'''
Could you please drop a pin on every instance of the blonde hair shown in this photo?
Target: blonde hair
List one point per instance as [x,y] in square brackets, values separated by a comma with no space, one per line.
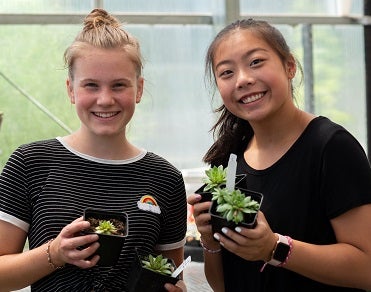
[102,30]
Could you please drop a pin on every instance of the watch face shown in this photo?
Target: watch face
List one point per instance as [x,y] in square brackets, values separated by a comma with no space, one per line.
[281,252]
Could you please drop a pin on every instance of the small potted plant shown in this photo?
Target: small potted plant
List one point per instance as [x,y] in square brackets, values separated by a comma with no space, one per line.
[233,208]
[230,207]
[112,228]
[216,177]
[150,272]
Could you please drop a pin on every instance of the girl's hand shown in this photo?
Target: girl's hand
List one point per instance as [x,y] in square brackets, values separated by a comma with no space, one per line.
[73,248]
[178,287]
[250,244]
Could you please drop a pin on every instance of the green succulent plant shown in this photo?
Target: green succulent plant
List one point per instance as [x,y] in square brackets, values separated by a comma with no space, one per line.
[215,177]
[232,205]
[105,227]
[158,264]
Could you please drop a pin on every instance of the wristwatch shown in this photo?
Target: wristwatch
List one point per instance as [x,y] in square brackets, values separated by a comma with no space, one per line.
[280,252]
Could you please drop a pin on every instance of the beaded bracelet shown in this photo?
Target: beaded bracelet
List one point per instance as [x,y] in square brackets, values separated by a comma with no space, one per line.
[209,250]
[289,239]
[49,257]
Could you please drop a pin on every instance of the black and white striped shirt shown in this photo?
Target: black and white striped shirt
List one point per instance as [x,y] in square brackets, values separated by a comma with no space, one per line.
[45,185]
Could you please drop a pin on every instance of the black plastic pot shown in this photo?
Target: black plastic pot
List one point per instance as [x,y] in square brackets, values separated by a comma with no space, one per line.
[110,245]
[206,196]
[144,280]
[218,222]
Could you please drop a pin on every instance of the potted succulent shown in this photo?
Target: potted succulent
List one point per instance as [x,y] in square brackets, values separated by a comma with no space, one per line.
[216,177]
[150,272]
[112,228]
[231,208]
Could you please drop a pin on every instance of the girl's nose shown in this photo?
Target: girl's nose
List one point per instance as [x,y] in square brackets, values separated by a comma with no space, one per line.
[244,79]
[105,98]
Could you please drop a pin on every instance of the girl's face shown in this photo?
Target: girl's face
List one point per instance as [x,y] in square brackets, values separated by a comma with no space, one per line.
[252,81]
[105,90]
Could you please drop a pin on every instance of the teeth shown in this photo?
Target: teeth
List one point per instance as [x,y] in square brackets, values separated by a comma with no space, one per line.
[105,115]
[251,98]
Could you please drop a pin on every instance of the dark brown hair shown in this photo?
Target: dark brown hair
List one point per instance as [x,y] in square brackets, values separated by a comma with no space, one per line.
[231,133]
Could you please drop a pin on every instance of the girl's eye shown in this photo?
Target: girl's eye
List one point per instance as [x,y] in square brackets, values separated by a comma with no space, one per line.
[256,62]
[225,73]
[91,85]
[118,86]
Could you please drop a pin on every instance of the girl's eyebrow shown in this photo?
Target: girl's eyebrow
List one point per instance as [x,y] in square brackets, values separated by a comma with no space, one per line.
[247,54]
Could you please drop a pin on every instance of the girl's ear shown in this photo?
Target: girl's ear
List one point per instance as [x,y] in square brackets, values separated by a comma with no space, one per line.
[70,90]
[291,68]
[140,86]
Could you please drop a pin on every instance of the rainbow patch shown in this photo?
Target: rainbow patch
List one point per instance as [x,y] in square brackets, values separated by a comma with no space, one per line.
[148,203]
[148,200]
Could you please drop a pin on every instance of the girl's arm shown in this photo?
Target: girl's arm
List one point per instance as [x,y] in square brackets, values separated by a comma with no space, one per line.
'''
# [How to complete this task]
Every line above from the line with "Target: watch face" to the line with "Target: potted succulent" is wanted, ends included; write them out exactly and add no other line.

# [Answer to the exercise]
Target: watch face
List one point per instance as [x,y] in square brackets, values separated by a comma with no space, one per line.
[281,252]
Could you please drop a pin on every instance of the small potted plant shown in this photo?
Target: small potted plant
List one point per instance as [x,y] in square brackets, values separated by a comma with no space, one per line.
[233,208]
[230,207]
[112,228]
[216,177]
[150,272]
Could you please drop a pin on every instance of the girl's hand shown in this photo?
Target: girl's hand
List one point per instance as [x,y] in square brackets, values separated by a comma with no space, one per line.
[73,248]
[178,287]
[250,244]
Could you please drop a pin on every instance of the green succulent plant shown in this photo?
Target: green succulent plant
List one point per instance as [x,y] in square brackets, values separated by a comma with no space, one per line.
[215,177]
[232,205]
[105,227]
[158,264]
Could you please drop a pin on every instance of the wristwatch shown in this photo?
Target: wristwatch
List one point per instance as [x,y] in square brackets, values separated by a comma with no space, one per line.
[280,252]
Could you please drop a pin on every instance of the beaded bracelet shown in this photo?
Target: beaded bracelet
List one point per instance as [x,y] in square brackets, values separated by a comma with no space, one per line.
[209,250]
[289,239]
[49,257]
Could you please drop a pin on every instance of the black and white striped shirt shown in this photo?
Target: black and white striped shirt
List one point per instance as [x,y] in square brackets, values separated by a comma with no space, one per line.
[45,185]
Could you please drop a pin on every instance of the black plastic pot shown in this photo?
Target: black plastic pot
List one point per instance as [x,y] in square brackets, values separated by a comma with no space, one per line.
[110,245]
[206,196]
[144,280]
[218,222]
Could you please drop a pin on every instance of the potted succulent shown in this photo?
Target: potted succulent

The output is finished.